START Source material

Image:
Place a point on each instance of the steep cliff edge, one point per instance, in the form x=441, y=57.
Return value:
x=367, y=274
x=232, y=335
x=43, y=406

END Source material

* **Exercise prompt**
Return the full material exactly.

* **Response to the exercise**
Image:
Place a point on each instance of the steep cliff edge, one point per instance, in the form x=441, y=57.
Return value:
x=367, y=274
x=232, y=335
x=43, y=406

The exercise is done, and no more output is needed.